» **WORK ORDER**:
Write the next part of the abstract on oxysterols and neurodegeneration, picking up after its last sentence.

The role of oxysterols in neurodegeneration : implications for cognitive function, maternal effects, and sex-specific differences

Abstract

It is widely proven that an imbalance of cholesterol homeostasis within the brain is linked to several neurodegenerative diseases and in particular, Alzheimer's disease (AD). The brain, an organ highly enriched with cholesterol, maintains cholesterol balance between the central nervous system and the peripheral circulation through the oxidized cholesterol products known as oxysterols. Additionally, the cholesterol in the brain serves as a precursor for steroid hormone synthesis. This thesis aims to decipher the impact of oxysterols on cognitive function and neurodegeneration, taking sex-differences into account.

In Papers I, II, and III, the role of brain oxysterol 24-hydroxycholesterol (24OH) and peripheral oxysterol 27-hydroxycholesterol (27-OHC) in cognition and neurodegeneration is explored. Specifically, Paper I studies the sex-dependent neuroprotective aspect of 24OH in mice, while Paper II investigates the detrimental effect of 27-OHC in comparison to other oxysterols and, in Paper III, through lifespan.

In Paper I, we focus on elucidating the biological function of 24OH in the hippocampus, a critical brain region for memory function, and its signaling pathways related to steroid hormone production. Experiments on CYP46A1 overexpressing mice demonstrated that the CYP46A1 metabolic product, 24OH, impacts cognitive functions during chronological and endocrine aging in a sex-dependent manner. CYP46A1 overexpression only improved memory performance and synaptic functions in aged female mice, having opposite effects in males. In vitro, we found that 24OH influenced estrogen signaling and neurosteroidogenesis. Additionally, when endocrine aging was assessed, CYP46A1 overexpression was able to counteract cognitive deficits in ovariectomized females while having no effects in males. Paper I also examines how AD biomarkers are related to 24OH levels based on gender. Cerebrospinal fluid analysis in an AD clinical cohort with no comorbidities revealed a potential correlation between 24OH and AD biomarkers only in women.

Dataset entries
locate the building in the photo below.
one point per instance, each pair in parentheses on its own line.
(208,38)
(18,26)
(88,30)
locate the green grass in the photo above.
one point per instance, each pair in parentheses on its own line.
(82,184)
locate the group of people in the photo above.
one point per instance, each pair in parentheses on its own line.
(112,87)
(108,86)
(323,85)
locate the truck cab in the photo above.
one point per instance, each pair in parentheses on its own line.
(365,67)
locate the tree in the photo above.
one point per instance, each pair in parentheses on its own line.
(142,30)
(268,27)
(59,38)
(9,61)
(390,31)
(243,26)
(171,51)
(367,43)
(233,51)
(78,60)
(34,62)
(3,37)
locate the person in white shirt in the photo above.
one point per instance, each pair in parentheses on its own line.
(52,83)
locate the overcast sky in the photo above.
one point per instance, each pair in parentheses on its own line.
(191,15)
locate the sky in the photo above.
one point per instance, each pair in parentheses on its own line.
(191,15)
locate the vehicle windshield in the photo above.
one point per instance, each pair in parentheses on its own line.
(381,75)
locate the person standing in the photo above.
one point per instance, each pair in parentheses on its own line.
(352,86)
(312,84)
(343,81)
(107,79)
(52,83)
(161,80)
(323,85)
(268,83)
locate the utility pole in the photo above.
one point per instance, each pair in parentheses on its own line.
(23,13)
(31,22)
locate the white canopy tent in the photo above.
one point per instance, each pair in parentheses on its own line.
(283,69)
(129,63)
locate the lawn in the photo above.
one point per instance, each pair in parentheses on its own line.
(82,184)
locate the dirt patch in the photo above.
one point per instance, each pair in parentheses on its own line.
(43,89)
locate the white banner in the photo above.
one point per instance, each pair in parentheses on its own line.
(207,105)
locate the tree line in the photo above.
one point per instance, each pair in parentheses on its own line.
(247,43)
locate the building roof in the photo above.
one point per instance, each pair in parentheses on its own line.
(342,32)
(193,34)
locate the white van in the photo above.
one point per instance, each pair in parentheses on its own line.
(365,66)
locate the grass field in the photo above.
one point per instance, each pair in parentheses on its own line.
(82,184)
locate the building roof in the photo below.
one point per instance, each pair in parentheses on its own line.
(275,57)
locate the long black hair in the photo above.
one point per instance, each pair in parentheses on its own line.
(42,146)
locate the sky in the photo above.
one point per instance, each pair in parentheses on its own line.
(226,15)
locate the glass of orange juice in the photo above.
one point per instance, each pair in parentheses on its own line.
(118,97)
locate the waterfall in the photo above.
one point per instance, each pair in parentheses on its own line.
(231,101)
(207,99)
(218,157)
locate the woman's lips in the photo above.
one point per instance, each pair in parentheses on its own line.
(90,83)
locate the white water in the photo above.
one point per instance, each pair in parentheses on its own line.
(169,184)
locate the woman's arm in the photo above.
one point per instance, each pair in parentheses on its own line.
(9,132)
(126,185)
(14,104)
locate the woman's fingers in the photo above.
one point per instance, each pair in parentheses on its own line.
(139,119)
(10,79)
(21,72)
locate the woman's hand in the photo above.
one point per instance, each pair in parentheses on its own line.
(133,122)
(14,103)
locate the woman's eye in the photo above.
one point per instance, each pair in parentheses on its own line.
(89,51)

» **WRITTEN RESPONSE**:
The effects of altered cholesterol metabolites, particularly 27-OHC, were studied in Papers II and III. Accumulation of 27-OHC in different mouse models revealed some novel insights into its role in cognition in Paper II. In detail, deletion of Cyp7B1 did not induce memory deficits in mice compared to the observed memory impairment in the CYP27A1 overexpressing mice, suggesting different molecular mechanisms underlying their phenotypic differences. In Paper III, we aimed to understand the possible link between prenatal 27-OHC exposure and increased vulnerability to developing neurodegenerative disorders. We investigated short—and long-term effects on offspring health after exposure to high levels of 27-OHC during pregnancy, and a cognitive impact was found during aging.

The findings presented in this thesis shed light on novel roles of oxysterols, particularly 24OH and 27-OHC, concerning cognition, aging, and neurodegeneration. This study strengthens the notion that sex differences and early stages of life may be crucial factors in the pathogenesis of neurodegenerative diseases. This research proposes that modulating 24OH and 27-OHC levels could be a potential therapeutic and preventive target for neurodegeneration, particularly AD.